───── RECORDS

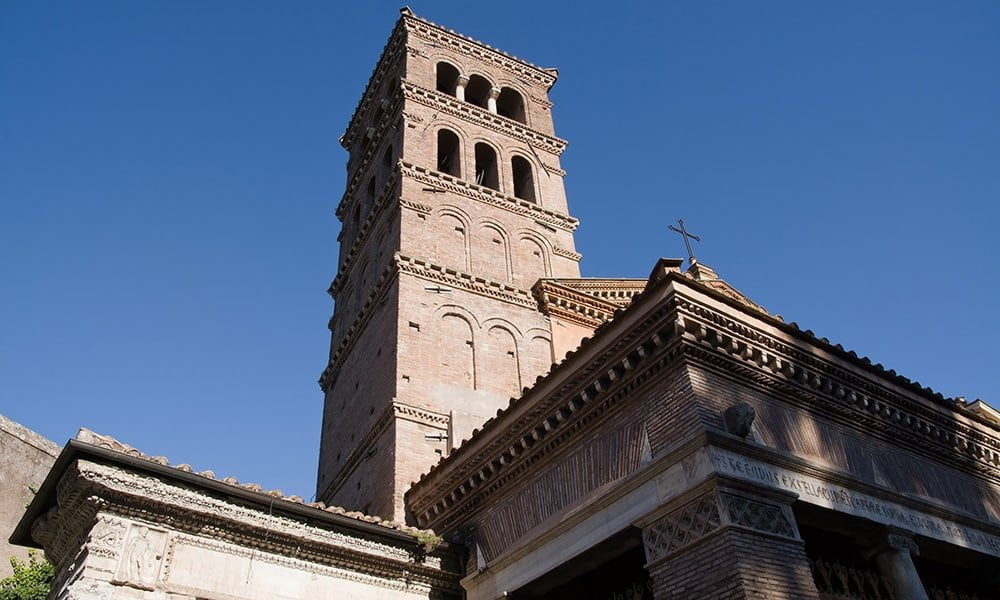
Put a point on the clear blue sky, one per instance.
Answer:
(169, 171)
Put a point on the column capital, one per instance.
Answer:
(893, 550)
(890, 539)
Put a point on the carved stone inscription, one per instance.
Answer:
(821, 493)
(139, 565)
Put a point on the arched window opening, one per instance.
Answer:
(449, 160)
(486, 167)
(511, 105)
(370, 195)
(478, 91)
(524, 180)
(447, 78)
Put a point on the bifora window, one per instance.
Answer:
(524, 179)
(448, 153)
(486, 167)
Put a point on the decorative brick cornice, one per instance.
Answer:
(392, 49)
(355, 184)
(482, 117)
(574, 256)
(470, 283)
(397, 410)
(389, 191)
(564, 302)
(379, 288)
(593, 389)
(554, 170)
(802, 377)
(677, 328)
(457, 42)
(587, 302)
(425, 270)
(424, 209)
(488, 196)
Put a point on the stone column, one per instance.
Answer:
(491, 102)
(727, 539)
(893, 550)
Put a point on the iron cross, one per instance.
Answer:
(684, 233)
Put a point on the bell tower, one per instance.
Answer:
(454, 209)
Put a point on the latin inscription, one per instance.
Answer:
(816, 491)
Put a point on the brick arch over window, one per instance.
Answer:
(491, 252)
(499, 354)
(451, 238)
(487, 169)
(510, 104)
(449, 154)
(447, 78)
(523, 175)
(533, 257)
(456, 351)
(478, 91)
(538, 351)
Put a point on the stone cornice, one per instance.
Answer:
(484, 118)
(88, 487)
(488, 196)
(457, 42)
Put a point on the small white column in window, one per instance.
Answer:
(491, 102)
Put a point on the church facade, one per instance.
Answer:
(496, 426)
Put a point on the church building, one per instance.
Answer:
(497, 426)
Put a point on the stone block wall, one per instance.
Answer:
(25, 458)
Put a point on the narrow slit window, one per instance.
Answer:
(370, 195)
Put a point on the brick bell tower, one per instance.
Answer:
(454, 209)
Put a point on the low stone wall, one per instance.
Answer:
(25, 458)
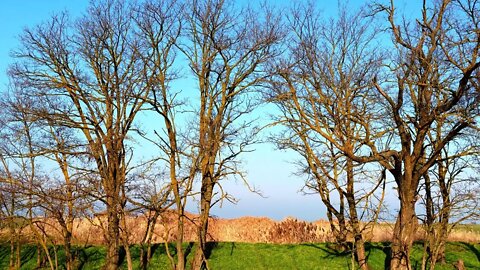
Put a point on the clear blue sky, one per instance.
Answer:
(268, 169)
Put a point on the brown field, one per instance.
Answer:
(244, 229)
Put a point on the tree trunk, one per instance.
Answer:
(199, 260)
(68, 254)
(113, 223)
(403, 234)
(352, 207)
(128, 255)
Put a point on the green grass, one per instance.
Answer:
(233, 256)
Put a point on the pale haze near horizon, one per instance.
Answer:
(269, 170)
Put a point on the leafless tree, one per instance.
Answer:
(448, 194)
(96, 66)
(324, 92)
(226, 47)
(434, 73)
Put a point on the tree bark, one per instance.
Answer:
(113, 231)
(199, 260)
(403, 233)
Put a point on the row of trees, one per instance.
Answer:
(361, 98)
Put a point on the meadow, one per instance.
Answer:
(231, 255)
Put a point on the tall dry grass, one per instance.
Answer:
(244, 229)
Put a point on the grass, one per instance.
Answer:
(262, 256)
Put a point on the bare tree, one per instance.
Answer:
(324, 94)
(164, 102)
(448, 194)
(433, 75)
(226, 47)
(96, 66)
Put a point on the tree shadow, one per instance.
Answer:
(233, 247)
(82, 256)
(28, 252)
(385, 247)
(472, 248)
(189, 249)
(209, 246)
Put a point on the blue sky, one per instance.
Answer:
(268, 169)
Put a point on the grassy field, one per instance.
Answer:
(263, 256)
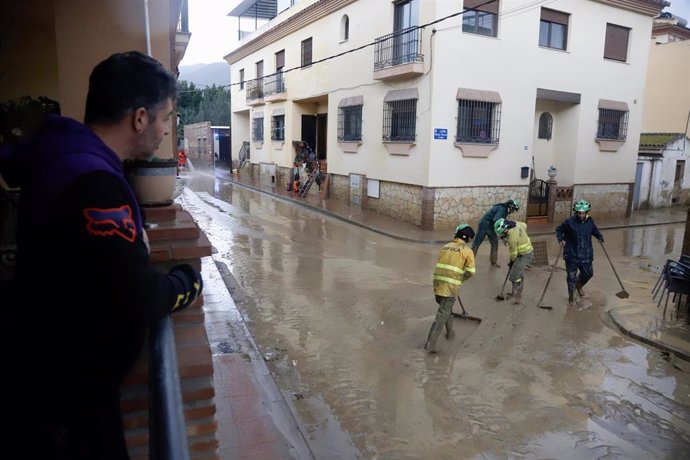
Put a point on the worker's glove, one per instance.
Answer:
(192, 282)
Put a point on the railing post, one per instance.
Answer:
(167, 427)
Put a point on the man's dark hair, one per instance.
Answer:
(123, 83)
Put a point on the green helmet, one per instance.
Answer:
(581, 206)
(500, 226)
(464, 231)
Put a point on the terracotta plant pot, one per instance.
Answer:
(153, 180)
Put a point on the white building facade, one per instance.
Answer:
(431, 115)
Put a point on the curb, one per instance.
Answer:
(611, 314)
(306, 204)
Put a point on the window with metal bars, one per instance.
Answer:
(483, 19)
(350, 123)
(306, 52)
(545, 125)
(400, 120)
(479, 122)
(278, 128)
(613, 124)
(258, 129)
(553, 29)
(616, 43)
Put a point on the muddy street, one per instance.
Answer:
(341, 314)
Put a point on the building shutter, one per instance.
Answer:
(554, 16)
(616, 46)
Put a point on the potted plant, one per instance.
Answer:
(153, 180)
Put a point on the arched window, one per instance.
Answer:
(545, 125)
(344, 28)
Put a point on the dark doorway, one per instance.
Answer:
(538, 198)
(309, 130)
(321, 136)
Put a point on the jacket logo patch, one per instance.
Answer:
(112, 221)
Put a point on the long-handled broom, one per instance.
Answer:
(558, 257)
(622, 294)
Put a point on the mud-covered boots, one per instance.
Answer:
(580, 292)
(571, 297)
(434, 332)
(517, 293)
(450, 332)
(493, 257)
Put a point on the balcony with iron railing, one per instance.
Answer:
(274, 88)
(399, 55)
(255, 91)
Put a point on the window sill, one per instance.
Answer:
(609, 145)
(475, 150)
(399, 148)
(349, 146)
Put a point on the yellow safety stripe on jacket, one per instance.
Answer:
(448, 280)
(518, 241)
(455, 264)
(451, 268)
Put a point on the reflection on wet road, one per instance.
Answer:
(346, 312)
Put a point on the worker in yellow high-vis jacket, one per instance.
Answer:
(521, 252)
(454, 266)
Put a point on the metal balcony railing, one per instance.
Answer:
(255, 89)
(401, 47)
(274, 84)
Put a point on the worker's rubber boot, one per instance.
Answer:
(517, 293)
(434, 332)
(450, 332)
(493, 257)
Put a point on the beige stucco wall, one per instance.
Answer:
(22, 32)
(512, 64)
(667, 95)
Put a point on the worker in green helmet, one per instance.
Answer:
(575, 237)
(486, 227)
(521, 253)
(455, 265)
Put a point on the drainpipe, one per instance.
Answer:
(148, 27)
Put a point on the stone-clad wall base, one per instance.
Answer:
(400, 201)
(451, 205)
(469, 204)
(340, 187)
(609, 199)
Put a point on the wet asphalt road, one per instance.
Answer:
(342, 314)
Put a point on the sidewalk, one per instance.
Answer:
(648, 326)
(642, 322)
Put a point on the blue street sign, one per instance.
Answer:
(440, 133)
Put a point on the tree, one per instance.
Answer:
(195, 105)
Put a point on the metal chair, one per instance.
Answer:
(674, 278)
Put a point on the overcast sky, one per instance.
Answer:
(214, 33)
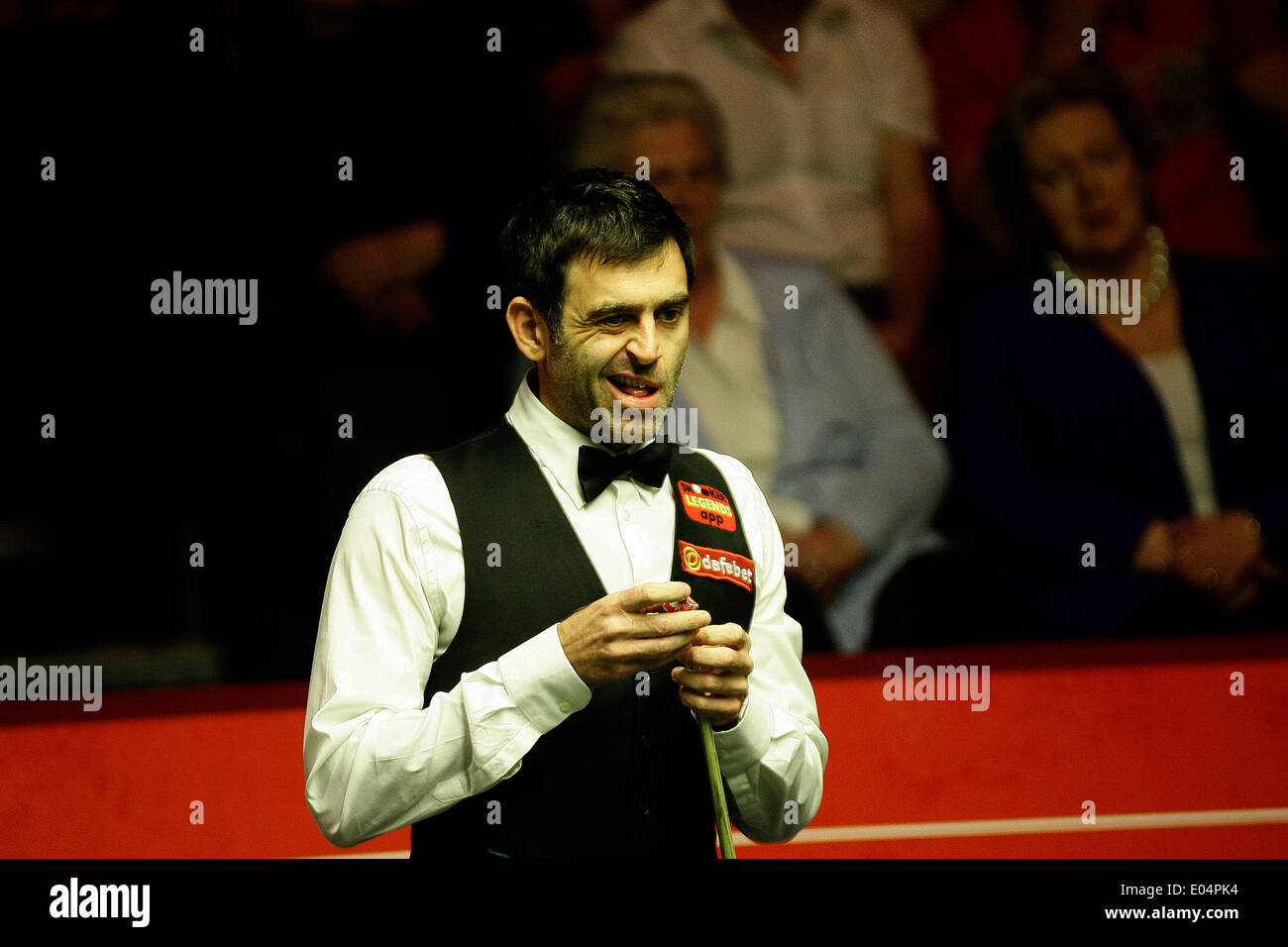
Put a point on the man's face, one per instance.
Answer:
(625, 329)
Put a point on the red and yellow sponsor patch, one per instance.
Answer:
(717, 564)
(707, 505)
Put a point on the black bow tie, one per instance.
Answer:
(596, 468)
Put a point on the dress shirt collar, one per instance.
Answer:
(555, 444)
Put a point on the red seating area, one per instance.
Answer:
(1149, 732)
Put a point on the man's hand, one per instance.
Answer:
(713, 671)
(612, 639)
(1222, 556)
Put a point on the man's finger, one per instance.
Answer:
(643, 596)
(729, 634)
(671, 624)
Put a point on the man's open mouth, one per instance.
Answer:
(632, 386)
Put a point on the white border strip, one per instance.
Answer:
(1035, 826)
(996, 826)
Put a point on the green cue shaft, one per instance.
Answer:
(708, 744)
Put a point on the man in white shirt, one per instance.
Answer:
(829, 114)
(446, 689)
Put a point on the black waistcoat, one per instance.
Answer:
(626, 775)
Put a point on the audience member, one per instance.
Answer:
(828, 110)
(1125, 467)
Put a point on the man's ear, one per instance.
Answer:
(528, 329)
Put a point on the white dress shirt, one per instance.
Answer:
(377, 759)
(805, 158)
(1171, 373)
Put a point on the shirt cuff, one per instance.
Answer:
(745, 745)
(541, 682)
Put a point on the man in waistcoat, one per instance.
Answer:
(489, 667)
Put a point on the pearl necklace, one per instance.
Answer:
(1158, 269)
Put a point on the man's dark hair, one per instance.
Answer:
(593, 214)
(1005, 165)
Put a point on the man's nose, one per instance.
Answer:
(1090, 180)
(644, 346)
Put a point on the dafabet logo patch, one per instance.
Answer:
(717, 564)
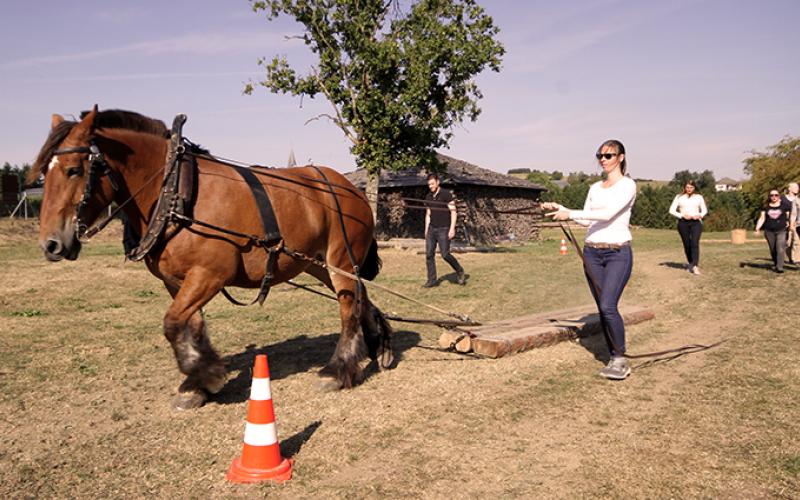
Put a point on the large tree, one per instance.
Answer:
(397, 82)
(772, 169)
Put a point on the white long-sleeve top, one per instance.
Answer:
(688, 205)
(607, 212)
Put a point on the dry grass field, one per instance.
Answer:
(86, 379)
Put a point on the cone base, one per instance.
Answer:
(238, 473)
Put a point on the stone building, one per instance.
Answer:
(481, 195)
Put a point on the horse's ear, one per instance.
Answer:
(55, 120)
(87, 122)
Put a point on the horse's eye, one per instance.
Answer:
(74, 171)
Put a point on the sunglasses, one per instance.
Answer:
(607, 156)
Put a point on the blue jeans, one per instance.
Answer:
(609, 270)
(434, 236)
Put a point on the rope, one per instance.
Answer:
(686, 349)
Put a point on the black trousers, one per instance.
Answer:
(690, 231)
(434, 236)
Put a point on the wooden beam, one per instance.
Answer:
(537, 330)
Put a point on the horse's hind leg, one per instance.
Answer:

──────────

> [WHAT YOU HAVE TO DO]: If a line in the data holds the string "blue", copy that line.

> [YOUR RESPONSE]:
Put a point on the clear blue sky, one per instance.
Put a point on the clear blue sky, one per instance.
Put a point on the blue sky, one per instance.
Put a point on the blue street sign, one per instance.
Put a point on the blue jeans, one per instance.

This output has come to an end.